### Records for the task ###

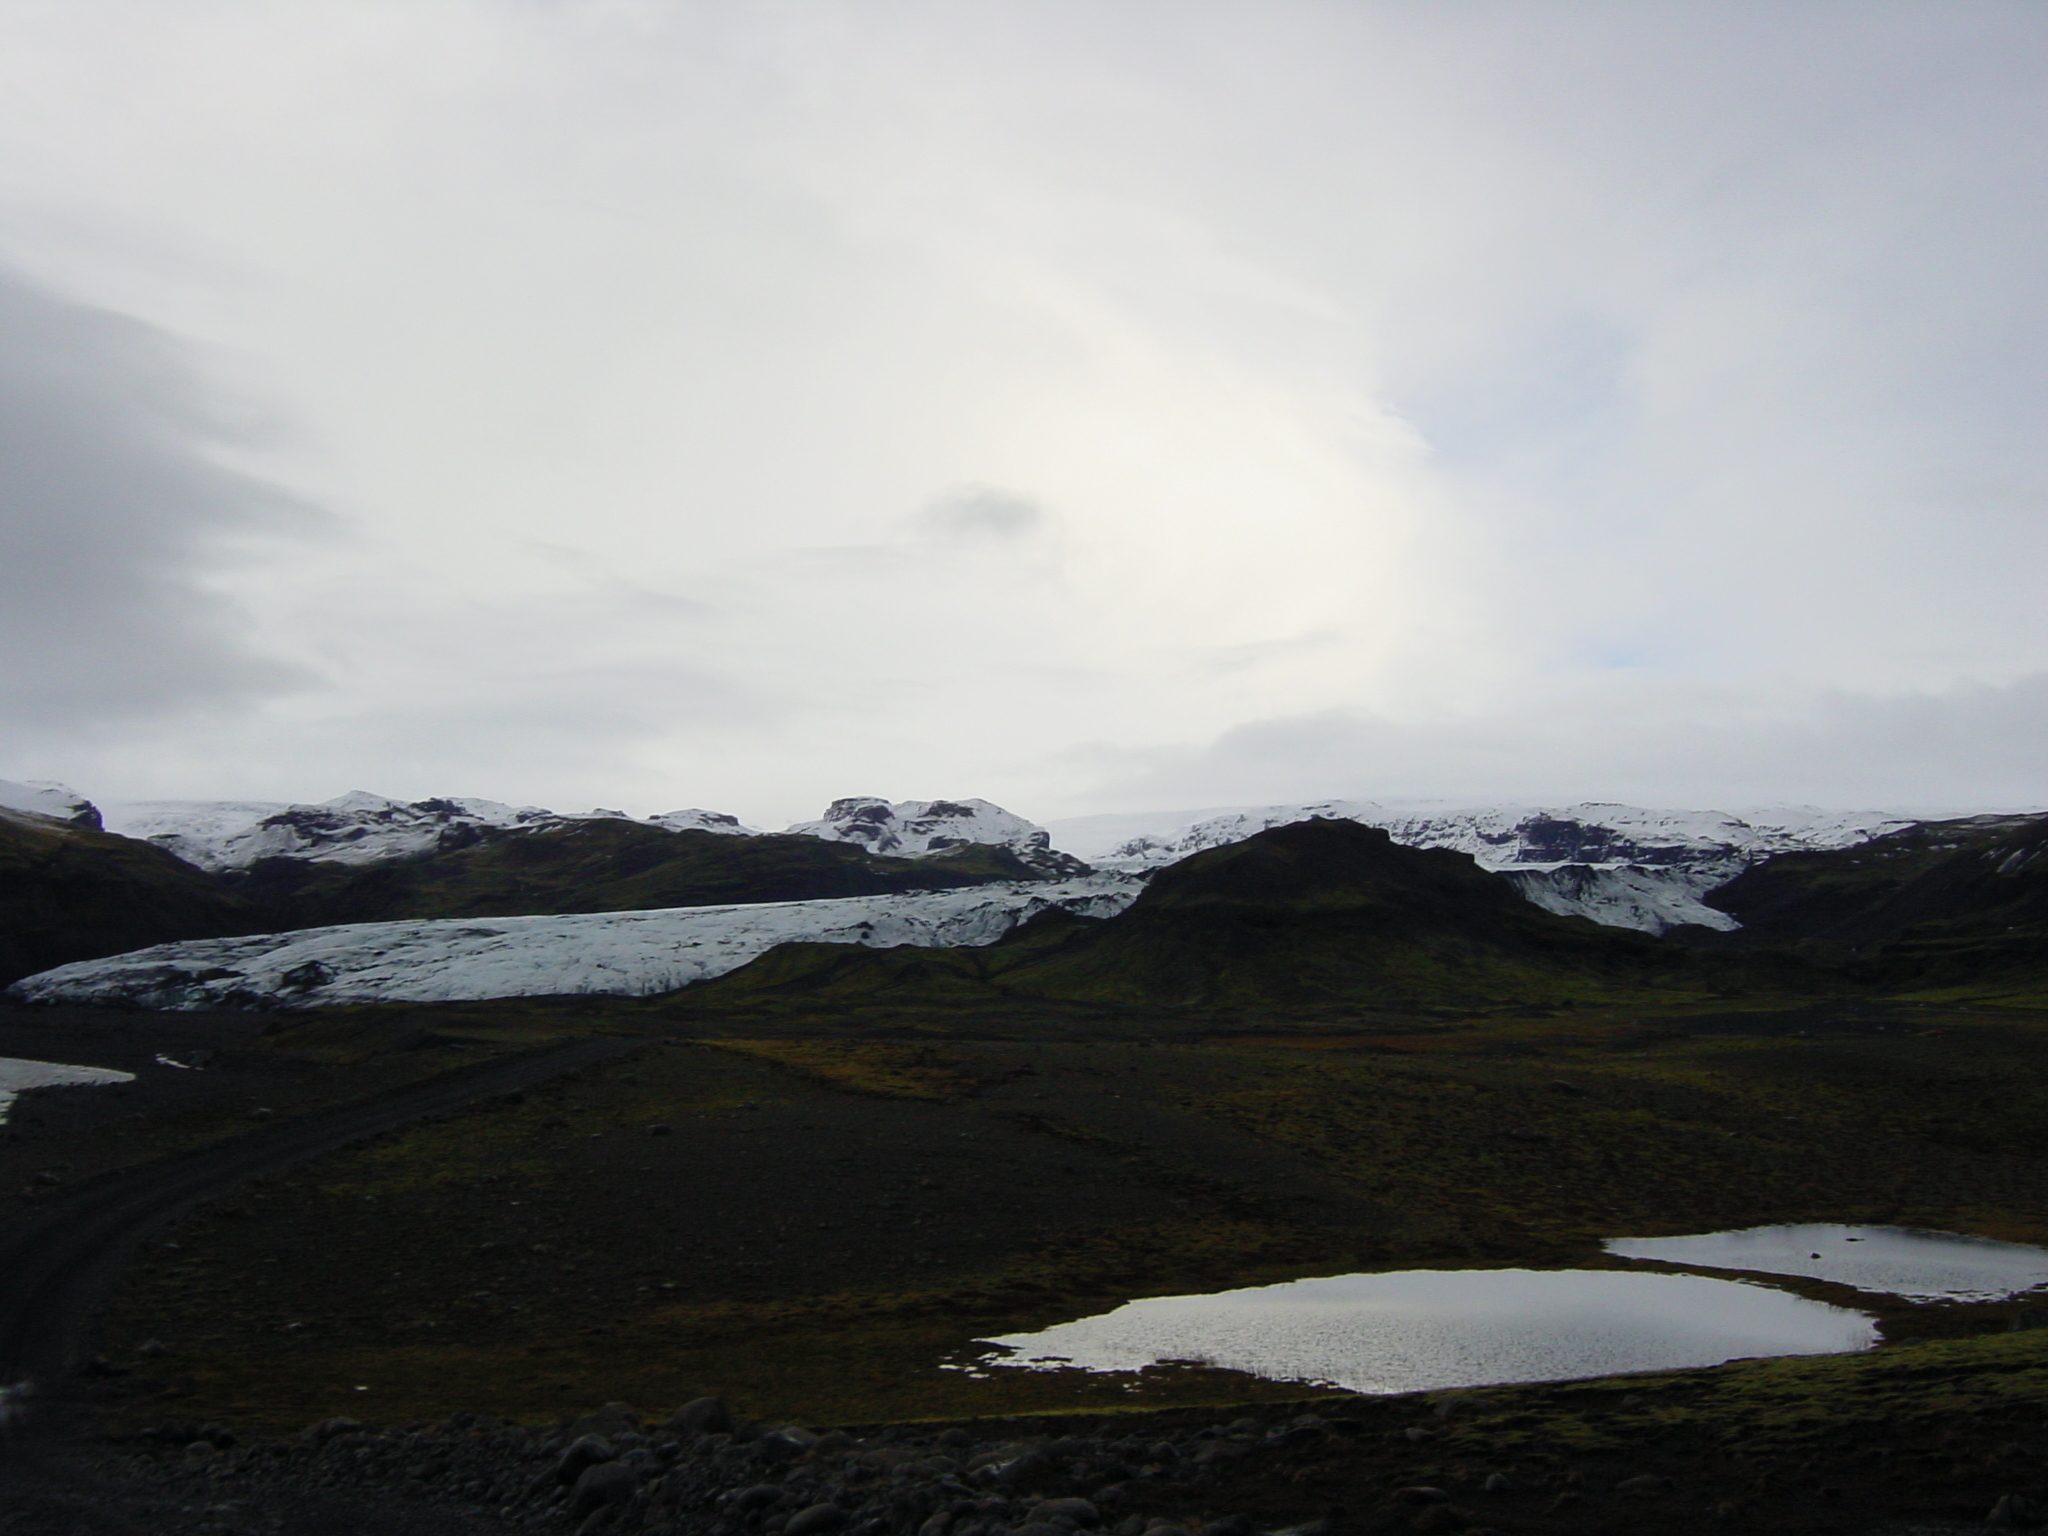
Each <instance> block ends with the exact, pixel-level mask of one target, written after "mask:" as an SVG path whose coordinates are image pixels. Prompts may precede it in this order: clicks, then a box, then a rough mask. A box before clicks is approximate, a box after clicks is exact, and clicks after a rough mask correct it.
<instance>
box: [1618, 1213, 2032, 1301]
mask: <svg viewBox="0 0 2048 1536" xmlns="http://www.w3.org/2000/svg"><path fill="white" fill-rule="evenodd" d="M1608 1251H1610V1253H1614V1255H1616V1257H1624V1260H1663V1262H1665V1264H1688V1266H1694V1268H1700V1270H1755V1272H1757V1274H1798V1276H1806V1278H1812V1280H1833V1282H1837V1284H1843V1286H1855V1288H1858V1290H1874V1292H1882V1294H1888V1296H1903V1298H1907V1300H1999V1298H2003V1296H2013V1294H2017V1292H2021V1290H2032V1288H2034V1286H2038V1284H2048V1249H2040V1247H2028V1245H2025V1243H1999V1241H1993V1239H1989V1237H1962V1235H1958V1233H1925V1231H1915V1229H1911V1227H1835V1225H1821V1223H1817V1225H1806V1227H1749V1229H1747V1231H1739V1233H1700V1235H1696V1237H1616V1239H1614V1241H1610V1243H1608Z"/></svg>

###
### Records for the task ###

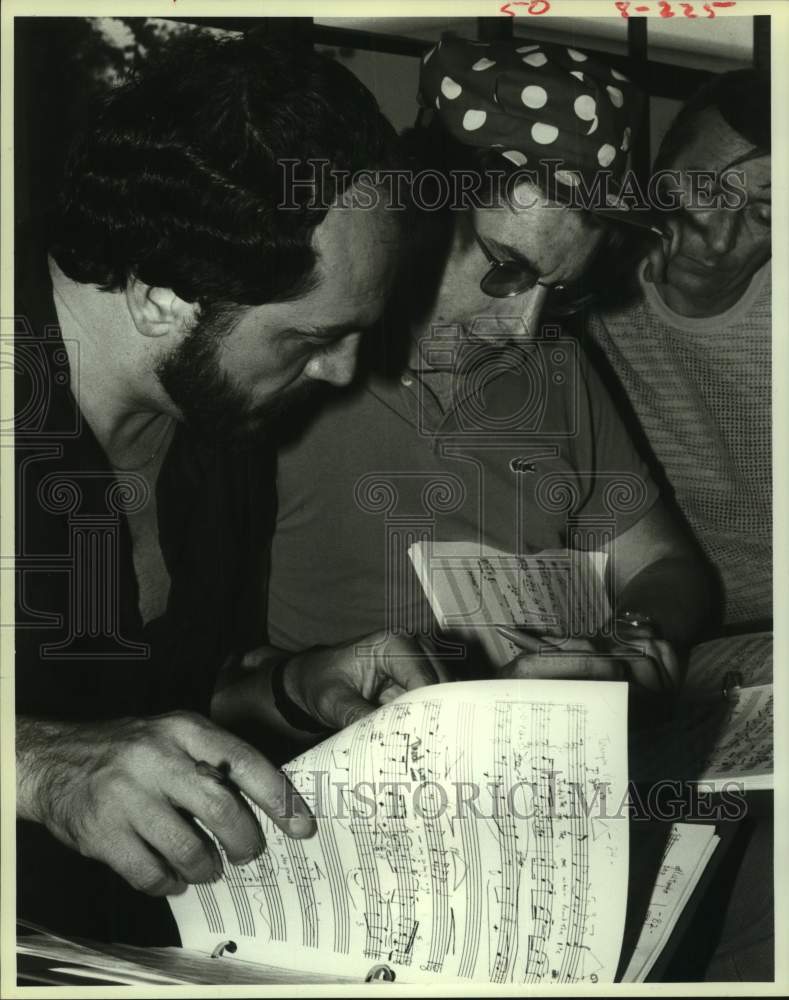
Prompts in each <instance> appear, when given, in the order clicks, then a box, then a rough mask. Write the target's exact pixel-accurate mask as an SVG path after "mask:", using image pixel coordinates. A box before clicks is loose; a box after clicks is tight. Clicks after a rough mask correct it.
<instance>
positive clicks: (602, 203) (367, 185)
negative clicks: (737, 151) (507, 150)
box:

###
### Records for the task ###

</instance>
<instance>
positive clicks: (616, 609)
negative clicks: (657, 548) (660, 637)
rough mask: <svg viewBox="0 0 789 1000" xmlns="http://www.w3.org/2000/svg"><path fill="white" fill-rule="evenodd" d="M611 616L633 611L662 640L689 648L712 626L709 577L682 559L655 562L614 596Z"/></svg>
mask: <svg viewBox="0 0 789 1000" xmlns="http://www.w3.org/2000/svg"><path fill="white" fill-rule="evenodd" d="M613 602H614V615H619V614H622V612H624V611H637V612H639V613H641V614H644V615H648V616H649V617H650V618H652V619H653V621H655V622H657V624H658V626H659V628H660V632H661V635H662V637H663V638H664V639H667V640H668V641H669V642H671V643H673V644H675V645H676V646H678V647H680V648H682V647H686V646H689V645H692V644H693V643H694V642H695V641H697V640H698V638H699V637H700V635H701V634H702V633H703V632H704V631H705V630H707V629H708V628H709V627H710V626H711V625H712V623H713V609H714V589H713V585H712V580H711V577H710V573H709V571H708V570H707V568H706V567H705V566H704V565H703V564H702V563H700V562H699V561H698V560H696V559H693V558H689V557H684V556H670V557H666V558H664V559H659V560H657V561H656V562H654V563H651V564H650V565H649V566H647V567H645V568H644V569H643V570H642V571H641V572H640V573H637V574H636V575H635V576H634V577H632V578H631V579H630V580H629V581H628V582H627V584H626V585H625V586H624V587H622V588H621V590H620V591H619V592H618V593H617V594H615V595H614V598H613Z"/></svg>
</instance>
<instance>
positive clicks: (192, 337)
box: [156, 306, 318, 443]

###

Description of the task
Could you return all lines from the records that include the word "coordinates"?

Task response
Each <instance> block ends with the exact, pixel-level mask of one target, written after "mask:" as an SVG path whose coordinates are image pixels. Prompts may precede it in this order: clicks, then a box, then a rough mask. A box before clicks is approximate, a box after clicks is exact, and clicks after a rough mask correct it.
Prompts in each <instance> appear, when given, in the order clicks, then a box, then a rough mask. Write the target's exact pixel-accurate mask as an SVG path after "mask:", using image pixel coordinates. A box before clicks is loose; a box after clicks is tight. Clicks after a rough mask correct it.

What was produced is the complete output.